Exercice écrit: Comptez les lignes du matériel ci-dessous qui contiennent la chaîne « trim » et donnez seulement ce nombre.

===== Liste des enregistrements

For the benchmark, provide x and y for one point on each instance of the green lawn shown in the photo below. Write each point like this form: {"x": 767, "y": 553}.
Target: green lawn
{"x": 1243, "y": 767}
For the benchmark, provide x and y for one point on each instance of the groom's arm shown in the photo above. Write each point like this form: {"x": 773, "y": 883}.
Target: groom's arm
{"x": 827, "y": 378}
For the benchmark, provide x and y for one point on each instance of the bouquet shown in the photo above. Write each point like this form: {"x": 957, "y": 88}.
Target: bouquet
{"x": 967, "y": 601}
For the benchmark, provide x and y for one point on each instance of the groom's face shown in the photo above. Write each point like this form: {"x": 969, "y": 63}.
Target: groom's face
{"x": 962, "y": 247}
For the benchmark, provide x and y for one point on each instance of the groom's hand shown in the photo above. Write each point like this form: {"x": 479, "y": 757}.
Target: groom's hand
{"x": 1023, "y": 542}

==========
===== Liste des enregistrements

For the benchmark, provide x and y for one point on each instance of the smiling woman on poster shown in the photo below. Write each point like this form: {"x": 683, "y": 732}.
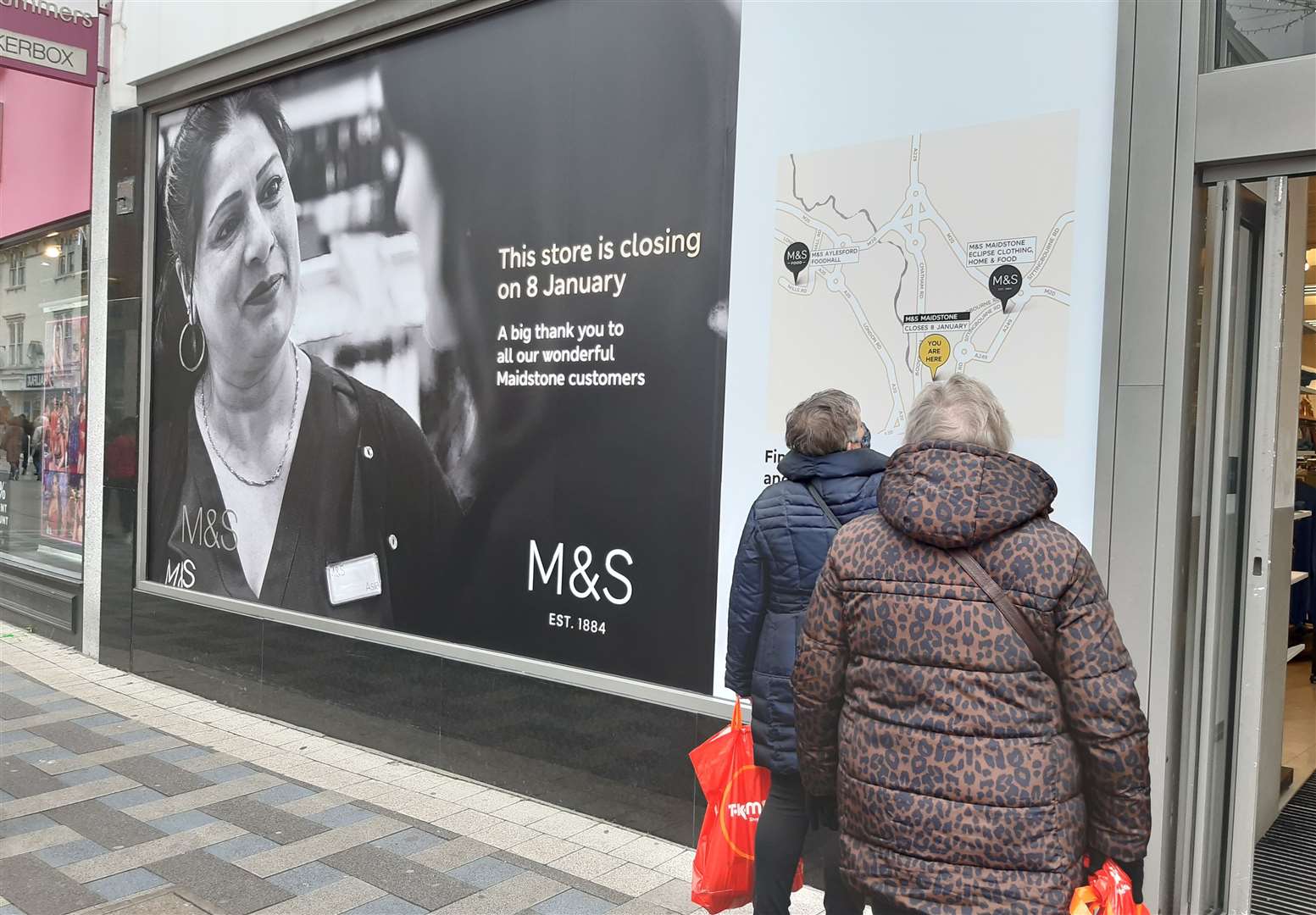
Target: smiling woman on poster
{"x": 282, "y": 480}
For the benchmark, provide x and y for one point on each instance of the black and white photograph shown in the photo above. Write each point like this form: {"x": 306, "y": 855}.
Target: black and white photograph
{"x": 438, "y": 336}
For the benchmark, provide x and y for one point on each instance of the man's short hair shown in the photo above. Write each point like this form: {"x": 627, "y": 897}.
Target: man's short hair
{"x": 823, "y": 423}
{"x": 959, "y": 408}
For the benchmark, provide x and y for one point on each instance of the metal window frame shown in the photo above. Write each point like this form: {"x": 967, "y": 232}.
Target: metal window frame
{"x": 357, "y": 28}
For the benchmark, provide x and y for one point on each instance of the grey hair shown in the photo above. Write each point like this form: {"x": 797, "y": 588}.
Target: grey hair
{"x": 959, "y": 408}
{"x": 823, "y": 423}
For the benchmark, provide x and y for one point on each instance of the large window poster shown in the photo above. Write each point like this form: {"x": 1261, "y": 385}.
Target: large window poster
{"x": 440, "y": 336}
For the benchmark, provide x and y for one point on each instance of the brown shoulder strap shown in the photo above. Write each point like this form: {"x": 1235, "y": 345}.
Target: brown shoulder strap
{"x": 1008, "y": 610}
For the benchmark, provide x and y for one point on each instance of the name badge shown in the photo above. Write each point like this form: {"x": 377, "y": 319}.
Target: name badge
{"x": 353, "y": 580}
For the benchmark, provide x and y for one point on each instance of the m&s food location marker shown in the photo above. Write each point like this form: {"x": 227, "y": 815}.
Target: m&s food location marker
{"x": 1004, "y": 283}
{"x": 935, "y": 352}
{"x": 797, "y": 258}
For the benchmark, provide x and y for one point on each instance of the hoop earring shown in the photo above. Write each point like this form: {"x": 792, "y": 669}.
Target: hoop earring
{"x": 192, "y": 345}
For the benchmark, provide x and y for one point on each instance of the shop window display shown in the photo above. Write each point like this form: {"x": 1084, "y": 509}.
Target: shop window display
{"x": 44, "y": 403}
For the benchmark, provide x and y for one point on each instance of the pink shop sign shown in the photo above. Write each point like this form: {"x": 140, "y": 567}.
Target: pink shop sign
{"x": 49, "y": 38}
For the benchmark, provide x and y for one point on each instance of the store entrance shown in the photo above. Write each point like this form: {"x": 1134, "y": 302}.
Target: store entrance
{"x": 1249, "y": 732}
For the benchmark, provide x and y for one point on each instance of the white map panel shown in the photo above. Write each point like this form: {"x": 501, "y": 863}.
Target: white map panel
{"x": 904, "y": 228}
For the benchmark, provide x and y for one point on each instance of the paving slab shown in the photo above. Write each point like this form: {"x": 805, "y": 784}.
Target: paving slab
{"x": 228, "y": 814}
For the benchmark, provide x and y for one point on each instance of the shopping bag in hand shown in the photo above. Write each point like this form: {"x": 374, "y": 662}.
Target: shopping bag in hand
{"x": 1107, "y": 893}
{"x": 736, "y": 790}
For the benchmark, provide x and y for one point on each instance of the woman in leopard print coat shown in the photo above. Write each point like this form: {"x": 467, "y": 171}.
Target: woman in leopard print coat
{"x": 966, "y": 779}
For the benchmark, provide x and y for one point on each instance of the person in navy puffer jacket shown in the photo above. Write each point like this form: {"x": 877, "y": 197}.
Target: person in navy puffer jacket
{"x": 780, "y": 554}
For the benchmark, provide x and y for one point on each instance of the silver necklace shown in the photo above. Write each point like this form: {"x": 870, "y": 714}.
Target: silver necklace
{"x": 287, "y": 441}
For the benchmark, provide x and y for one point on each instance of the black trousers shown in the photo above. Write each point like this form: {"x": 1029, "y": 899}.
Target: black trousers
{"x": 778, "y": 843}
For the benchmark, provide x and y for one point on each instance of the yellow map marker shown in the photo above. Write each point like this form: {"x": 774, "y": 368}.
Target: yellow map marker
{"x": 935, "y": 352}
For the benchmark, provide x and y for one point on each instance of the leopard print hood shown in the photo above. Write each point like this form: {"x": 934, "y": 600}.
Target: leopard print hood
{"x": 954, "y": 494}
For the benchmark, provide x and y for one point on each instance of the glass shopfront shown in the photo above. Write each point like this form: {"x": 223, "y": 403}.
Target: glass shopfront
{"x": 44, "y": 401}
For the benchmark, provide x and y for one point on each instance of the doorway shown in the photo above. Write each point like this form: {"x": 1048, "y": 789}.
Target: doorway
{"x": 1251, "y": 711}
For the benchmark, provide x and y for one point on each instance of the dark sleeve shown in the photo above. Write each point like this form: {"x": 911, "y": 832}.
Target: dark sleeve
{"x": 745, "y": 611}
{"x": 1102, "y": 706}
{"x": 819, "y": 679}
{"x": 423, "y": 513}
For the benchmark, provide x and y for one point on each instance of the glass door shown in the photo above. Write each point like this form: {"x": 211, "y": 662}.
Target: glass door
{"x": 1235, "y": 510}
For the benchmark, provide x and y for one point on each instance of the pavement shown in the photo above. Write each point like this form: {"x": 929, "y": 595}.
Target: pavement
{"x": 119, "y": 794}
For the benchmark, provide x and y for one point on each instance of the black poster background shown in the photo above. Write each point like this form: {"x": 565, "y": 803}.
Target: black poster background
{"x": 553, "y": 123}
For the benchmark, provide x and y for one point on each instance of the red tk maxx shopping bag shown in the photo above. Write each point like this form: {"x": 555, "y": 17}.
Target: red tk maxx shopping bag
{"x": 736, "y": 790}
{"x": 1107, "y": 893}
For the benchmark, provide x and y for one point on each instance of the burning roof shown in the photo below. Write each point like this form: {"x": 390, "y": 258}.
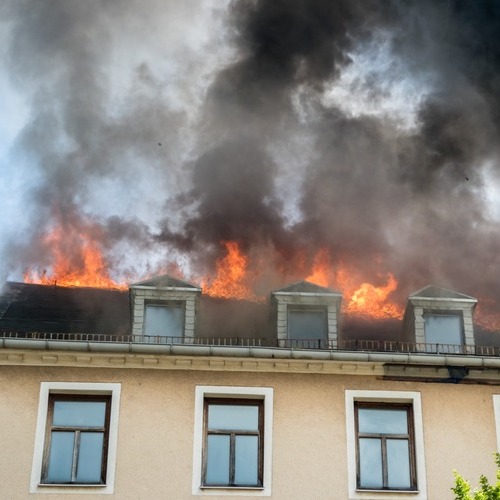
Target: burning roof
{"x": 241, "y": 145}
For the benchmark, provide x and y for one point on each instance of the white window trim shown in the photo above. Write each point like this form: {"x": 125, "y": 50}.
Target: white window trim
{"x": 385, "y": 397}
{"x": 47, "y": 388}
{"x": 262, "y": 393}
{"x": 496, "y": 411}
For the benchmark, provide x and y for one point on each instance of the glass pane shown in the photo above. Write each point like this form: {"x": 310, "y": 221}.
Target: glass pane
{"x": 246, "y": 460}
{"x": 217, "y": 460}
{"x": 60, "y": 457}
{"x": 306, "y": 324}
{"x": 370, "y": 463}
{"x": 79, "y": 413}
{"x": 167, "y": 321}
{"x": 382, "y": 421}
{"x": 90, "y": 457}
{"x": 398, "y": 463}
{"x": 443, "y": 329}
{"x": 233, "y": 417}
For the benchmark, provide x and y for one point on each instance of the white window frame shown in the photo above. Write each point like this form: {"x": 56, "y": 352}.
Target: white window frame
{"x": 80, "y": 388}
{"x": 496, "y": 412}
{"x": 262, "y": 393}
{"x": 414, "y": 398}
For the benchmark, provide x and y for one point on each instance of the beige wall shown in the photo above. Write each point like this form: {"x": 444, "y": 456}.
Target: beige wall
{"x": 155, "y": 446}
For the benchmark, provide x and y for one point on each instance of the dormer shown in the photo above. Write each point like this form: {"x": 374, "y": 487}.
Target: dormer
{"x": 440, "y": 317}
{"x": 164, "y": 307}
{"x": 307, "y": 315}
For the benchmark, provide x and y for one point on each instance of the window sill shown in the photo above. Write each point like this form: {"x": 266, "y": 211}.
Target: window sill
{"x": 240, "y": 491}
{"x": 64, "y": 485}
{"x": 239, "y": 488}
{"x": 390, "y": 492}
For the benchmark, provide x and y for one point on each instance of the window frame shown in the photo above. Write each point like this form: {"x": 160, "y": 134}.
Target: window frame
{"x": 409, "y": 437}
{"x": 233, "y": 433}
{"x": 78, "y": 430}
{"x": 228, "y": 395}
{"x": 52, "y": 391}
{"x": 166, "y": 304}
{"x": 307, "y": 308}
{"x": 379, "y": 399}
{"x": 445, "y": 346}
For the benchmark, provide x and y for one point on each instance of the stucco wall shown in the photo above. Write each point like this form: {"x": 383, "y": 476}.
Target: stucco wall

==========

Résultat obtenu: 2